Source excerpt ::
Mailing-List: contact java-user-help@lucene.apache.org; run by ezmlm
Precedence: bulk
Reply-To: java-user@lucene.apache.org
Received-SPF: pass (athena.apache.org: local policy)
Message-ID: <46F843C8.30604@ai.sri.com>
Date: Mon, 24 Sep 2007 16:10:00 -0700
From: Jay Yu <yu@AI.SRI.COM>
User-Agent: Thunderbird 2.0.0.6 (Windows/20070728)
MIME-Version: 1.0
To: java-user@lucene.apache.org
Subject: Re: thread safe shared IndexSearcher
References: <46F15AE1.5040400@ai.sri.com>
	 <ab0709bf0709191136q4263fdbdpc3a6ebd9ad9b9917@mail.gmail.com>
	 <46F171FB.2080306@ai.sri.com>
 <ab0709bf0709191244q124bb381x84298e6490bc5f92@mail.gmail.com>
 <46F1A8B5.1030401@ai.sri.com> <46F1D862.8000201@gmail.com>
 <46F2959D.9040403@ai.sri.com> <46F29849.4070701@gmail.com>
 <46F299A4.6030403@ai.sri.com> <46F7A320.9030100@gmail.com>
 <46F7E9F9.3010103@ai.sri.com> <46F8366F.1090806@gmail.com>
 <46F83E84.2000102@ai.sri.com> <46F8419E.7080501@gmail.com>
In-Reply-To: <46F8419E.7080501@gmail.com>
Content-Type: text/plain; charset=windows-1252; format=flowed
Content-Transfer-Encoding: 7bit

Thanks for the tip.
One small improvement on the IndexAccessorFactory might be to allow user 
to specify the Analyzer instead of using a default KeywordAnalyzer, 
which of course will make your static init of the cached accessors 
difficult unless you add more interfaces to the accessor to allow reset 
analyzer/Dir as in my own version.


Jay

Mark Miller wrote:
> One final note....if you are using the IndexAccessor and you are only 
> accessing the index from one JVM, you can use the NoLockFactory and save 
> some sync cost there.

Information shown ::
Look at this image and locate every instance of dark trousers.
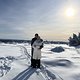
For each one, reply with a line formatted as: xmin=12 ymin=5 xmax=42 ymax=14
xmin=32 ymin=59 xmax=40 ymax=68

Tasks ::
• A. Rewrite the mailing-list message, starting with "Mailing-List: contact java-user-help@lucene.apache.org;" and going on through "(athena.apache.org: local policy)", with "list" in place of "bulk".
• B. Answer these questions from the mailing-list message:
(i) What analyzer does the IndexAccessorFactory use by default?
(ii) Which lock factory does Mark Miller say can be used when the index is accessed from only one JVM?
(iii) On what date was the message sent?

Answers to the exercises ::
• A.
Mailing-List: contact java-user-help@lucene.apache.org; run by ezmlm
Precedence: list
Reply-To: java-user@lucene.apache.org
Received-SPF: pass (athena.apache.org: local policy)

• B.
(i) KeywordAnalyzer
(ii) NoLockFactory
(iii) Monday, September 24, 2007